Problem statement: Scan the records beneath this line for the line holding "Q: For each instance of the elderly" and the line holding "Query: elderly man playing guitar", then transcribe exactly those two and all lines between.
* * *
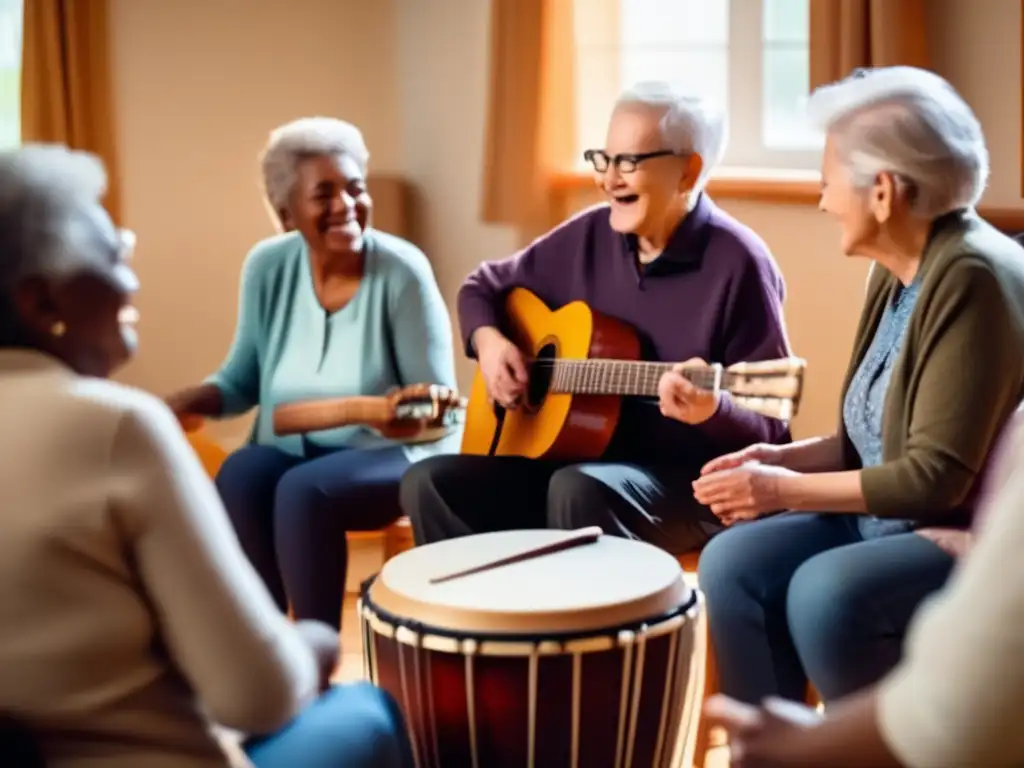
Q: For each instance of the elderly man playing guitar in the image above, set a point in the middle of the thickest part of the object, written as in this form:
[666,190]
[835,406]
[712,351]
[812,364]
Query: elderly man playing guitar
* * *
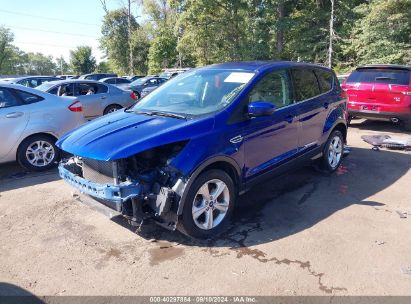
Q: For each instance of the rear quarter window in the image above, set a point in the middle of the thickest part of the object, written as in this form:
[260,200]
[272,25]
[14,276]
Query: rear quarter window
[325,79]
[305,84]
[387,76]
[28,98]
* * *
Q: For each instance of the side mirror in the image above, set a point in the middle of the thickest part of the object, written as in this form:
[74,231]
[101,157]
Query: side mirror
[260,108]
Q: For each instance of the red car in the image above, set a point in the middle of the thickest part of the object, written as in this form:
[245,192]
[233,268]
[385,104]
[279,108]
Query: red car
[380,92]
* * *
Expected output:
Q: For each instance of the elderly man playing guitar in the image above, set a point in the middle of the thickest part of the object, written as in this form:
[666,190]
[835,406]
[712,351]
[812,364]
Query: elderly man playing guitar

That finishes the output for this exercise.